Point annotation records
►

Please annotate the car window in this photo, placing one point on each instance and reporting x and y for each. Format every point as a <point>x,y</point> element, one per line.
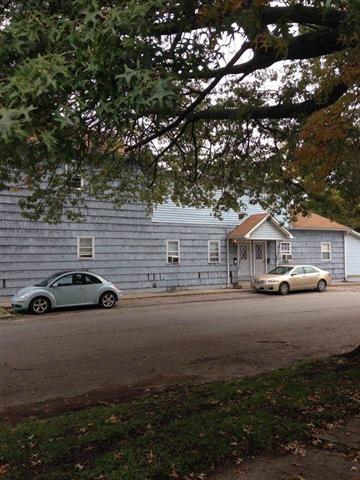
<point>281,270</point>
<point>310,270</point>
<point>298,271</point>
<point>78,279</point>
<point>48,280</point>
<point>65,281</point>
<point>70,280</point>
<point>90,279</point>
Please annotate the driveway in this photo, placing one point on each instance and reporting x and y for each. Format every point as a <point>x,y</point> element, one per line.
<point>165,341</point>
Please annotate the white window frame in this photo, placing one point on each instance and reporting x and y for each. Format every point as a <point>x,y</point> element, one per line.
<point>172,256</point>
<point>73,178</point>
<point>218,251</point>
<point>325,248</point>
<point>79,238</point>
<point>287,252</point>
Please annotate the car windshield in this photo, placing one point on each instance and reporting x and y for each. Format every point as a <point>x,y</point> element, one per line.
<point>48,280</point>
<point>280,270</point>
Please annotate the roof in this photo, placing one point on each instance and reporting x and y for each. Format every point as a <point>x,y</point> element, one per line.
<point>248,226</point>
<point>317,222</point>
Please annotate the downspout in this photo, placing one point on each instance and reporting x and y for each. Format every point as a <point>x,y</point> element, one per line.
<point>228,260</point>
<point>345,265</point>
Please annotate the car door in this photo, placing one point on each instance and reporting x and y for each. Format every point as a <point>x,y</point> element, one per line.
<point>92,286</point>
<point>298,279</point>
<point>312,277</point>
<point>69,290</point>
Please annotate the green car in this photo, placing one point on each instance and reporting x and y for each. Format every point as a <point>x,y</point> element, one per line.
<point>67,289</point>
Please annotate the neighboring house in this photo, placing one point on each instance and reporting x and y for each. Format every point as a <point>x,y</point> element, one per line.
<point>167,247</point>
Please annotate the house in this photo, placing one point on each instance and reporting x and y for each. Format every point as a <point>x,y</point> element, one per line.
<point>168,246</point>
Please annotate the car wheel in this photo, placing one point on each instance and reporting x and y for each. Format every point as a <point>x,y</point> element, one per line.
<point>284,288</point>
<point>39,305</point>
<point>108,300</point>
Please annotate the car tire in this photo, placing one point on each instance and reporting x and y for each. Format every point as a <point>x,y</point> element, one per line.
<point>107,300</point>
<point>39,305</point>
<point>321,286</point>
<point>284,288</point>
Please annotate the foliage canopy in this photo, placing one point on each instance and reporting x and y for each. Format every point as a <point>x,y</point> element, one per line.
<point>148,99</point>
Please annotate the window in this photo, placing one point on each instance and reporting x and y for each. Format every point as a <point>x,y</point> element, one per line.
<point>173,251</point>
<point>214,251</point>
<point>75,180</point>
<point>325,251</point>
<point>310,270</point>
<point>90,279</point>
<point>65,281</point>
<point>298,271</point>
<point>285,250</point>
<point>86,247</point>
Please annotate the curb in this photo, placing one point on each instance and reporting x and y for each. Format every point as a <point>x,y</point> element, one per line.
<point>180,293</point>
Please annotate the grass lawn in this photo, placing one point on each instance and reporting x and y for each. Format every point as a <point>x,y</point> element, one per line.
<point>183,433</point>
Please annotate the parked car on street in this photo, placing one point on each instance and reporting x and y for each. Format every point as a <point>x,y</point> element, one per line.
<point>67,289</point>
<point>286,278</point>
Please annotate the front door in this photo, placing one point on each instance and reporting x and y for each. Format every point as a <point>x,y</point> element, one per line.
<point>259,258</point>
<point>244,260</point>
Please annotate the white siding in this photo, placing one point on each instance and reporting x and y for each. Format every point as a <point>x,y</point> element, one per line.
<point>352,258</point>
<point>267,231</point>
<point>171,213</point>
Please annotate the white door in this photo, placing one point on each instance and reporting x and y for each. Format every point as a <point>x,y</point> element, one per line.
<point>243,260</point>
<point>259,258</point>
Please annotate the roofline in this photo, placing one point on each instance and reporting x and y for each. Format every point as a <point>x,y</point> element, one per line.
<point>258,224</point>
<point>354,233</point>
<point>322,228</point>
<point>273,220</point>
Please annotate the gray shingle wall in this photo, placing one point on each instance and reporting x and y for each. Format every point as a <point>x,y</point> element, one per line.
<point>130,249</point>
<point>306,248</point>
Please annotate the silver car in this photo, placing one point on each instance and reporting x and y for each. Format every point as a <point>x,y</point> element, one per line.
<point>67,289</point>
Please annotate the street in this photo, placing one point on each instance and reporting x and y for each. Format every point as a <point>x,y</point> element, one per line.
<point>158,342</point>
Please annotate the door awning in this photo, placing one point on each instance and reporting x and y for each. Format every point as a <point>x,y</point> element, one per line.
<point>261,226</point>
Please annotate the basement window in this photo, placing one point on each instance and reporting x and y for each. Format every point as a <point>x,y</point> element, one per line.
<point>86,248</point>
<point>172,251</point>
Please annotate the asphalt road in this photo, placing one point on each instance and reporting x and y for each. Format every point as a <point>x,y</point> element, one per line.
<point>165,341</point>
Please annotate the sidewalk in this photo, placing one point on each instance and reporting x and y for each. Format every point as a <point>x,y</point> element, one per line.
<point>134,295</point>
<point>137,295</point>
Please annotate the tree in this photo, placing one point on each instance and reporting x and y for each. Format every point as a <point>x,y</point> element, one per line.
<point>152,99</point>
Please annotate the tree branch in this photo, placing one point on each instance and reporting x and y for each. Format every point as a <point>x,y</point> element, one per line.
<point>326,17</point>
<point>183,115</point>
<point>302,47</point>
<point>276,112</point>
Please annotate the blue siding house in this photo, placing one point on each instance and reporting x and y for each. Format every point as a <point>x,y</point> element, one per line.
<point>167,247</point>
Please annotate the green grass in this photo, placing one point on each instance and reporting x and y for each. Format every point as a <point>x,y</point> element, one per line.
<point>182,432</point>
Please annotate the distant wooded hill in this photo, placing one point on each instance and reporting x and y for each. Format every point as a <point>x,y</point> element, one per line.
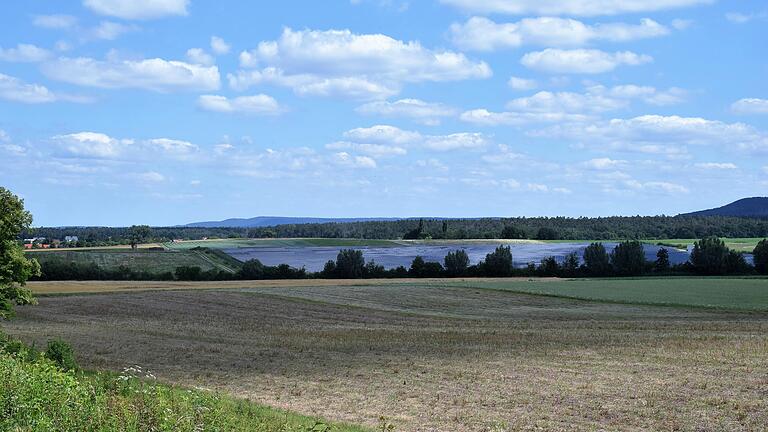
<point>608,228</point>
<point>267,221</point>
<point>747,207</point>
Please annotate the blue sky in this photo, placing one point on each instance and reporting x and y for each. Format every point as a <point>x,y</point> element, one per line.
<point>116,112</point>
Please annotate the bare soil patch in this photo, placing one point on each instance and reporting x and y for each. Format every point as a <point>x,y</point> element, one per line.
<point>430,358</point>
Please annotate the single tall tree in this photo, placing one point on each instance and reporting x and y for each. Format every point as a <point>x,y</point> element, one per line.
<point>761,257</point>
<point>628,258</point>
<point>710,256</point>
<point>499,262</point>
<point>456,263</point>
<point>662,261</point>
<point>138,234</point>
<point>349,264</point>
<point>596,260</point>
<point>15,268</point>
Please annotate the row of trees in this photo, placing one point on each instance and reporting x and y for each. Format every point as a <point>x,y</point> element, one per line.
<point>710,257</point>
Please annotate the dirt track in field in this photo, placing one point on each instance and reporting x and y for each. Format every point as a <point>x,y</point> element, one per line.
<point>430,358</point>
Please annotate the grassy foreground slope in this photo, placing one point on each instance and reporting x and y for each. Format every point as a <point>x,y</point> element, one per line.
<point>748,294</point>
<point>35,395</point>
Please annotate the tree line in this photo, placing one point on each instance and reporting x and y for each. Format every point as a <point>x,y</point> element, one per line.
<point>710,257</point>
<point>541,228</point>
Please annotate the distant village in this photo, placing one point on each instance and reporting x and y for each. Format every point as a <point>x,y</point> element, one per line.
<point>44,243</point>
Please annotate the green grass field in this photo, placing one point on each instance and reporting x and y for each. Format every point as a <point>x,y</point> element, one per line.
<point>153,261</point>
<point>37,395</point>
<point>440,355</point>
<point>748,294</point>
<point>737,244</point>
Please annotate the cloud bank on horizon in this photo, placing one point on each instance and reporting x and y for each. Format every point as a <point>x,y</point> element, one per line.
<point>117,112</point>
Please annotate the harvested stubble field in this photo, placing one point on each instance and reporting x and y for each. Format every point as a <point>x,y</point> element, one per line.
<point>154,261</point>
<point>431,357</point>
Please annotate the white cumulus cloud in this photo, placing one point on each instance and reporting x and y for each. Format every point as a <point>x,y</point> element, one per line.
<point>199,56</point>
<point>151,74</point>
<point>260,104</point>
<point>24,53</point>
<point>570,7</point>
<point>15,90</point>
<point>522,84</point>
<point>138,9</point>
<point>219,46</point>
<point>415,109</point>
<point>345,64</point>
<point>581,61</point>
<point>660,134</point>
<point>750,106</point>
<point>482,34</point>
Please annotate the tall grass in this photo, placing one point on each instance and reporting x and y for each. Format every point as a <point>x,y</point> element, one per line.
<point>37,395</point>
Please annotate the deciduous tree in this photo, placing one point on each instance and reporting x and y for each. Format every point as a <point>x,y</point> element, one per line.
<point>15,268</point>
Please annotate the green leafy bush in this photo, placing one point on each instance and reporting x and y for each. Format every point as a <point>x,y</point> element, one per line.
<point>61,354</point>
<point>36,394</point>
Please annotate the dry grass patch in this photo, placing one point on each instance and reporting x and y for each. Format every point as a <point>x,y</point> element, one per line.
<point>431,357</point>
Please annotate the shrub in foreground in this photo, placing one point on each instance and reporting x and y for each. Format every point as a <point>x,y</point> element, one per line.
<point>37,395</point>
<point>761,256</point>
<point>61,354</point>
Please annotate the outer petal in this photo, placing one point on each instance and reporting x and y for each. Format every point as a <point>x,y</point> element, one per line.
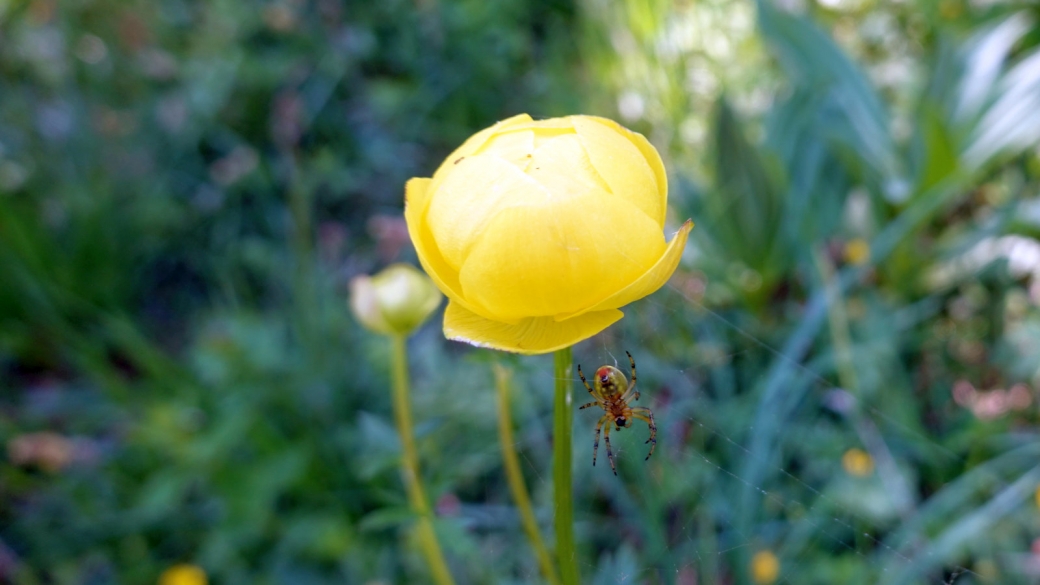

◄

Rewrite the records starting with the line that contains "Please annotate the window" and going on through the line that contains "<point>286,278</point>", substituting "sidewalk edge" for "curb" and leaving everything else unchanged.

Please annotate the window in this photo, placing one point on each instance and reporting x and y for each. Format every point as a <point>x,y</point> element, one per line.
<point>173,251</point>
<point>214,251</point>
<point>75,180</point>
<point>325,251</point>
<point>310,270</point>
<point>90,279</point>
<point>65,281</point>
<point>298,271</point>
<point>285,250</point>
<point>86,247</point>
Please annotate the sidewalk edge in this photo, placing one point on each instance and reporting x and y for each. Format every point as a <point>x,y</point> element, one per line.
<point>180,293</point>
Please annotate the grass lawn in this photo, placing one point on each instance and reporting x and y for each. Format every point as a <point>x,y</point> element, one per line.
<point>183,433</point>
Please annotate the parked car on street in this photo, placing one point on each instance and reporting x and y for each. Format every point as a <point>x,y</point> element, one per line.
<point>67,289</point>
<point>286,278</point>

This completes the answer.